PARTS OF THE EXERCISE
[1] List every parameter, other than self, that the TransformerEncoder constructor accepts in the modules API reference.
[2] In the modules API reference, what default value does the PositionalEncoding class give max_seq_length?
[3] Summarize the modules API reference in two sentences.

TEXT EXTRACT
........
Modules API Reference¶

Detailed documentation for core building blocks including encoders, loss functions, metrics, and utilities.

Encoder Modules¶

TransformerEncoder¶

Transformer-based encoder implementation.

class TransformerEncoder(nn.Module):
    """Transformer encoder"""

    def __init__(
        self,
        vocab_size: int,
        embedding_dim: int,
        num_heads: int,
        num_layers: int,
        attn_dim: int,
        dropout: float = 0.1,
        max_seq_length: int = 1024
    ):
        super().__init__()

        self.embedding = nn.Embedding(vocab_size, embedding_dim)
        self.pos_encoding = PositionalEncoding(embedding_dim, max_seq_length)

        encoder_layer = nn.TransformerEncoderLayer(
            d_model=embedding_dim,
            nhead=num_heads,
            dim_feedforward=attn_dim,
            dropout=dropout,
            batch_first=True
        )
        self.transformer = nn.TransformerEncoder(encoder_layer, num_layers)
        self.dropout = nn.Dropout(dropout)

Methods:

forward(input_ids, attention_mask)¶

Forward pass computation.

def forward(
    self, 
    input_ids: torch.Tensor, 
    attention_mask: Optional[torch.Tensor] = None
) -> torch.Tensor:
    """
    Forward pass

    Args:
        input_ids: Input sequence (batch_size, seq_len)
        attention_mask: Attention mask (batch_size, seq_len)

    Returns:
        Encoded sequence (batch_size, seq_len, embedding_dim)
    """
    # Embedding and positional encoding
    embeddings = self.embedding(input_ids)
    embeddings = self.pos_encoding(embeddings)
    embeddings = self.dropout(embeddings)

    # Create padding mask
    if attention_mask is not None:
        # Convert to format expected by Transformer
        src_key_padding_mask = (attention_mask == 0)
    else:
        src_key_padding_mask = None

    # Transformer encoding
    encoded = self.transformer(
        embeddings,
        src_key_padding_mask=src_key_padding_mask
    )

    return encoded

PositionalEncoding¶

Positional encoding module.

class PositionalEncoding(nn.Module):
    """Sinusoidal positional encoding"""

    def __init__(self, embedding_dim: int, max_seq_length: int = 5000):
        super().__init__()

        pe = torch.zeros(max_seq_length, embedding_dim)
        position = torch.arange(0, max_seq_length, dtype=torch.float).unsqueeze(1)

        div_term = torch.exp(torch.arange(0, embedding_dim, 2).float() * 
                           (-math.log(10000.0) / embedding_dim))

        pe[:, 0::2] = torch.sin(position * div_term)
        pe[:, 1::2] = torch.cos(position * div_term)

        self.register_buffer('pe', pe.unsqueeze(0))

    def forward(self, x: torch.Tensor) -> torch.Tensor:
        """
        Add positional encoding

        Args:
            x: Input embeddings (batch_size, seq_len, embedding_dim)

        Returns:
            Embeddings with positional encoding added
        """
        return x + self.pe[:, :x.size(1)]

MultiHeadAttention¶

Multi-head attention mechanism.

class MultiHeadAttention(nn.Module):
    """Multi-head attention"""
........
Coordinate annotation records
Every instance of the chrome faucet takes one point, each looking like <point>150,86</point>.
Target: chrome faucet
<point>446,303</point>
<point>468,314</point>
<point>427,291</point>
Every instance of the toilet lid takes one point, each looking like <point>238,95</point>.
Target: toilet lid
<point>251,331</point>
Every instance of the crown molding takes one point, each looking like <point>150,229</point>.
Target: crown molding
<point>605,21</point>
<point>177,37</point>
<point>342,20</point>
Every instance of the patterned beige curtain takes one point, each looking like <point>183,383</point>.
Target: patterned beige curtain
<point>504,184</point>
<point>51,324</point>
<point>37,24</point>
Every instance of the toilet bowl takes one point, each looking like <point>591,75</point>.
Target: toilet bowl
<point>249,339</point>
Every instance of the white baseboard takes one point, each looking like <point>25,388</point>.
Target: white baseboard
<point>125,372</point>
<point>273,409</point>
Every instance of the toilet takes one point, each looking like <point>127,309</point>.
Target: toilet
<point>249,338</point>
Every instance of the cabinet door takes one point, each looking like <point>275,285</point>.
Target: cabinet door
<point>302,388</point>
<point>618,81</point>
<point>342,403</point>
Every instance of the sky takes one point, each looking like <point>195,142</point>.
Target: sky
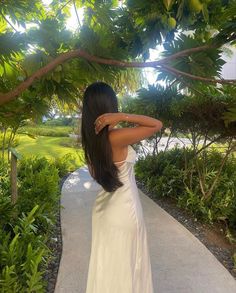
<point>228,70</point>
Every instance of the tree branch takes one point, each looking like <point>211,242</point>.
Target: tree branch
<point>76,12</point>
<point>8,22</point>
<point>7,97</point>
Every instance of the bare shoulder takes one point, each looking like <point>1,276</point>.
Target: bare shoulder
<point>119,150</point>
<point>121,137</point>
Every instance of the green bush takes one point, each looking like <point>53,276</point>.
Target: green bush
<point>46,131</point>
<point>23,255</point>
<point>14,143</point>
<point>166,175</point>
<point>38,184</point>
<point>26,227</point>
........
RESPONSES IN ORDER
[1] vocab_size, embedding_dim, num_heads, num_layers, attn_dim, dropout, max_seq_length

[2] 5000

[3] The modules API reference documents core building blocks, including encoders, loss functions, metrics and utilities, starting with a transformer-based TransformerEncoder. Its forward pass embeds the input ids, adds sinusoidal positional encoding from the PositionalEncoding module, applies dropout and runs the transformer with an optional padding mask built from the attention mask.